Rewrite the material from its first line up to and including the line with "POLYGON ((418 121, 419" as a numbered list, leaving out any blank lines.

[Material provided]

● ● ● ● ● ● ●

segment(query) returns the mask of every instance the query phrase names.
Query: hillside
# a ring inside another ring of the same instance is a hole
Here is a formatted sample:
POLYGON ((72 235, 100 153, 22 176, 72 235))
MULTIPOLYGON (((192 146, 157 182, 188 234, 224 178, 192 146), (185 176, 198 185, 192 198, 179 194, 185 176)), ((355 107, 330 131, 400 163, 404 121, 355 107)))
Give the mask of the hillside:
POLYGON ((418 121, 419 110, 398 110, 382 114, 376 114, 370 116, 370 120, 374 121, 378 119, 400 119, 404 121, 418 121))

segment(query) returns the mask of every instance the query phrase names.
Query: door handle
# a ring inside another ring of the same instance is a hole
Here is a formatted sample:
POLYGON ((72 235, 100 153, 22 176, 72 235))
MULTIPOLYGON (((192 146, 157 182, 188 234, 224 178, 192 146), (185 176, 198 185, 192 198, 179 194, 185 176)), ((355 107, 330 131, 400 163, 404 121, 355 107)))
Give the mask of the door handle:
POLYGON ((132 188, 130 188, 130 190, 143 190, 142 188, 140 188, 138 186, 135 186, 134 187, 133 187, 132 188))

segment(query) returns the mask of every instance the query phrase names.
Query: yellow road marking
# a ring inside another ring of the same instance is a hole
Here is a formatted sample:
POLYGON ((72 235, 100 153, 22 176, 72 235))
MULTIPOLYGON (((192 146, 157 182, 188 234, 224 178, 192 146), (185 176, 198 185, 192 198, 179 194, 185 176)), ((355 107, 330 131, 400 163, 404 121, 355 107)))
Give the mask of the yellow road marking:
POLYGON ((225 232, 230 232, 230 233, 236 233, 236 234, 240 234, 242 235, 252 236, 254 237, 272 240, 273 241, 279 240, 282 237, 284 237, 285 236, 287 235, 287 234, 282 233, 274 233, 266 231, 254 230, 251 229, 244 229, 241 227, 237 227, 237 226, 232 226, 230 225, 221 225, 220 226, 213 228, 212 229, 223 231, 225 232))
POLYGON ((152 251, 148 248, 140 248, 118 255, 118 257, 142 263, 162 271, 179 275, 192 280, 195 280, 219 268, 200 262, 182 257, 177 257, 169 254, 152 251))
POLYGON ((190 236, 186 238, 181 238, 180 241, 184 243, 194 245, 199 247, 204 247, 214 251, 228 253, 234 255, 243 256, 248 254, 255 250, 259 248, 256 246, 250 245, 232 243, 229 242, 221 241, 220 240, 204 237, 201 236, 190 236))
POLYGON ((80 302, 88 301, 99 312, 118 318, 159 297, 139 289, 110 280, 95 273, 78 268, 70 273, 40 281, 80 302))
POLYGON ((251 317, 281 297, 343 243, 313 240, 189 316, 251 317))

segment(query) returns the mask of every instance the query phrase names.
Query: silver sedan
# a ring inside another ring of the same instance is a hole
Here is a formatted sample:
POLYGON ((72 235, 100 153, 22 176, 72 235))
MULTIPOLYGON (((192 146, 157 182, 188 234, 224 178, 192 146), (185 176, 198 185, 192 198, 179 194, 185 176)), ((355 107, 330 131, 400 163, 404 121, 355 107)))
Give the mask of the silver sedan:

● ● ● ● ● ● ●

[Solution for this exercise]
1. segment(query) returns the mask of every instance the query phrase names.
2. Query: hillside
3. # a ring inside another ring of the same instance is a hole
4. Here is a formatted sample:
5. POLYGON ((72 235, 100 153, 22 176, 72 235))
6. MULTIPOLYGON (((192 146, 157 182, 188 234, 224 178, 192 146), (185 176, 198 185, 192 198, 179 194, 185 176)), ((355 107, 330 131, 400 163, 404 121, 355 107)))
7. Give the mask of the hillside:
8. POLYGON ((418 121, 419 110, 398 110, 382 114, 376 114, 370 116, 370 120, 374 121, 378 119, 400 119, 404 121, 418 121))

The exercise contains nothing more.